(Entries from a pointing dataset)
>> BEGIN
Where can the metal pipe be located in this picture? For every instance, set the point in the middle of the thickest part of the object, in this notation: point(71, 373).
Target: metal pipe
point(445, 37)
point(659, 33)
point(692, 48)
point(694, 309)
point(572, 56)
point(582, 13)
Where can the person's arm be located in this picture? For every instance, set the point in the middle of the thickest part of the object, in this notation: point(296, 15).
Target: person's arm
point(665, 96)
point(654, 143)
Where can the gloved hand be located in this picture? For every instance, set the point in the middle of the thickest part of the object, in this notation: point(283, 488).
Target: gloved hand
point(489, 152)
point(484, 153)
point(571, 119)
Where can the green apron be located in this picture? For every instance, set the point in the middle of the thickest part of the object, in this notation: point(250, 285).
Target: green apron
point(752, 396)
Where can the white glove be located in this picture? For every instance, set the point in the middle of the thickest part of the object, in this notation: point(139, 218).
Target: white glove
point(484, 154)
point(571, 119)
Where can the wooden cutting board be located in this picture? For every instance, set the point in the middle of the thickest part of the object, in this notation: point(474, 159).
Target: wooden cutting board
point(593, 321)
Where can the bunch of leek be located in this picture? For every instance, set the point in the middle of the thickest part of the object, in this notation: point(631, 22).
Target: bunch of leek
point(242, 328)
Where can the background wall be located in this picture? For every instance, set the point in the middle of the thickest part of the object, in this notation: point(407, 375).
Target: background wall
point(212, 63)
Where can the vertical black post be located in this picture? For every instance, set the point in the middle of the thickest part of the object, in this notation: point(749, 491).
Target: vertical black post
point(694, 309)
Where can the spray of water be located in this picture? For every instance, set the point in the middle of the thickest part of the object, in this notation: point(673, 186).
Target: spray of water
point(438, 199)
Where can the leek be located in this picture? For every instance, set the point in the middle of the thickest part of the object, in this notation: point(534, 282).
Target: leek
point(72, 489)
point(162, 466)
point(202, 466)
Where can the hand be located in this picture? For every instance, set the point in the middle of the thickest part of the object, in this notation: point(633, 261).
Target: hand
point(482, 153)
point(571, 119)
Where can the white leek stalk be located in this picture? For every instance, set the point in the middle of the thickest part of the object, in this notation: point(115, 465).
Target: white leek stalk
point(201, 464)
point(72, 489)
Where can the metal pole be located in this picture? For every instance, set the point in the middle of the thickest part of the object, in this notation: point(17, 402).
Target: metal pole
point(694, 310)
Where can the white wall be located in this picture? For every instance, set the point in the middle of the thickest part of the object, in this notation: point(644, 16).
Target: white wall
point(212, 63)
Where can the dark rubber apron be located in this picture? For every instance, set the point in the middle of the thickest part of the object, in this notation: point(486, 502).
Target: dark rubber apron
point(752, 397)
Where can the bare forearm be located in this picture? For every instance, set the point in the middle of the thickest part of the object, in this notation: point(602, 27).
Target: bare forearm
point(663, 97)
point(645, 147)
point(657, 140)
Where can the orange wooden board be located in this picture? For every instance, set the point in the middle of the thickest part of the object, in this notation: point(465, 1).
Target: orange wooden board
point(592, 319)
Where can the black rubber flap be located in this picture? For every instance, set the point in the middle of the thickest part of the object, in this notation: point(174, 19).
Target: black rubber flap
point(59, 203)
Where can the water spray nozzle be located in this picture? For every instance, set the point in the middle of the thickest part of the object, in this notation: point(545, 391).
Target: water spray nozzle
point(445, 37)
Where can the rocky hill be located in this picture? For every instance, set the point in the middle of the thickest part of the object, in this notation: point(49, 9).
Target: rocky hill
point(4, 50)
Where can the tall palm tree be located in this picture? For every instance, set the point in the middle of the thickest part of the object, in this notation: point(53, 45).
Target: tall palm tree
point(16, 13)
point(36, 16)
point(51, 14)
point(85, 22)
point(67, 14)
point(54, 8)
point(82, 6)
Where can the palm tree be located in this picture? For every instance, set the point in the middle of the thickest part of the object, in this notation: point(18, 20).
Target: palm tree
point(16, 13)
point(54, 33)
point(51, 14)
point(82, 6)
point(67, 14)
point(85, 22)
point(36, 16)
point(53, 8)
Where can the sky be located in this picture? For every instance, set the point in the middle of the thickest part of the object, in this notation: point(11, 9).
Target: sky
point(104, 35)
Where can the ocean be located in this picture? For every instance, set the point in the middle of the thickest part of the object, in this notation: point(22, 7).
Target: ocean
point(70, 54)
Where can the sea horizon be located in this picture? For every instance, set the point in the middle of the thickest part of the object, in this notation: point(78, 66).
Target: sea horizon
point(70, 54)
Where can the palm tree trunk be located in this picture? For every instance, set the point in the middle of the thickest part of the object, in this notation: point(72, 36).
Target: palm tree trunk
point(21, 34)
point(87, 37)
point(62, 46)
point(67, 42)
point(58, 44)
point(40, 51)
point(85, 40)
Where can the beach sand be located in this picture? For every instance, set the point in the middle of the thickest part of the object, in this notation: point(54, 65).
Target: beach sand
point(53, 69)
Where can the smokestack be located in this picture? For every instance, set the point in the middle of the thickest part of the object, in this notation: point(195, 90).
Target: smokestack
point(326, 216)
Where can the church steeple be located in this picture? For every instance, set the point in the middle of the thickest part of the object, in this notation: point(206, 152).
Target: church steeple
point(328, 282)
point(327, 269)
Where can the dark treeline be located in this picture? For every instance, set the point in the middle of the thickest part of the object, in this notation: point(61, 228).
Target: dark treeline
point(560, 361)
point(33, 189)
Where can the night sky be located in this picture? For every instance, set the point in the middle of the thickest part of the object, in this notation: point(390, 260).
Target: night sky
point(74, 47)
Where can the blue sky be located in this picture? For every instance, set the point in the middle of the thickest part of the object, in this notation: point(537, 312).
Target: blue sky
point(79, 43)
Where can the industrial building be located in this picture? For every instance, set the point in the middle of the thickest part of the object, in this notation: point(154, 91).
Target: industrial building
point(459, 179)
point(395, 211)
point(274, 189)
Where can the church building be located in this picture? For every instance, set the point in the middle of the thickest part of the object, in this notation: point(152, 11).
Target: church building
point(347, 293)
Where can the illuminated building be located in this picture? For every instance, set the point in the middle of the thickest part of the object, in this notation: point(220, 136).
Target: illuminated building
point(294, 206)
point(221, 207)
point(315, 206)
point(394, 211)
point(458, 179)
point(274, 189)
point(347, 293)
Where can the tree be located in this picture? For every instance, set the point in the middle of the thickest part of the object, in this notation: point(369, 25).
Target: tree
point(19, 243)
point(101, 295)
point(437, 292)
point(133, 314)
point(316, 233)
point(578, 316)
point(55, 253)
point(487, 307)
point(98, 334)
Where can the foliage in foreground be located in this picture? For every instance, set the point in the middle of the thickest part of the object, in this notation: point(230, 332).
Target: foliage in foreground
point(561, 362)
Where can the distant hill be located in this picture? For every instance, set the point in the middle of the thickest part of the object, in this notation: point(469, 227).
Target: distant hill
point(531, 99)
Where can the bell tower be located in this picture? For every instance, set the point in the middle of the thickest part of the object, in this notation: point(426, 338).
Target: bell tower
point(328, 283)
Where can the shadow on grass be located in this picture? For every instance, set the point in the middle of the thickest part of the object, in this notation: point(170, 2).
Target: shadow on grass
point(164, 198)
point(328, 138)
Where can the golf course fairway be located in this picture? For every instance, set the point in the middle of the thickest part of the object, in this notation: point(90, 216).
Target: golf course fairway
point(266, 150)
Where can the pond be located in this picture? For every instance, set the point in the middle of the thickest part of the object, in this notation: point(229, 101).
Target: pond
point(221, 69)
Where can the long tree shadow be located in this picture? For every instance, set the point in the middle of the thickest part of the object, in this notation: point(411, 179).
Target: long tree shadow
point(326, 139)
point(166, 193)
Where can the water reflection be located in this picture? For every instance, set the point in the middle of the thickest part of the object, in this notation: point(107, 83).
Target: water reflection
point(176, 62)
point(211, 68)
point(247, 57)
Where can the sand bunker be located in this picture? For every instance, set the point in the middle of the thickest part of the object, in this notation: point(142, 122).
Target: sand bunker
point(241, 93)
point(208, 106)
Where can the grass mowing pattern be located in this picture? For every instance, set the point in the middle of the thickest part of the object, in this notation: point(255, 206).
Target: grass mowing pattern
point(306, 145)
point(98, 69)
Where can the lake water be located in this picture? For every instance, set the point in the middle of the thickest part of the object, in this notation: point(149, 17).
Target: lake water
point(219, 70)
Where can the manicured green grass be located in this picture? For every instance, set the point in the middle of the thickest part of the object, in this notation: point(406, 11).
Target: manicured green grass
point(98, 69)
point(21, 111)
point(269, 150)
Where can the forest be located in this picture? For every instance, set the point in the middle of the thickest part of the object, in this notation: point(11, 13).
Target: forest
>> END
Render the lines between the one holding "Where can the dark rubber" and the one holding "point(752, 397)", inclusive, as a Markdown table with a Row column for the row number and a Line column for the line, leaving out any blank lines.

| Row | Line |
|---|---|
| 1 | Where can the dark rubber apron be located in this picture? For every instance, set the point in the middle of the thickest part of the object, in this notation: point(486, 502). |
| 2 | Target: dark rubber apron |
| 3 | point(752, 397) |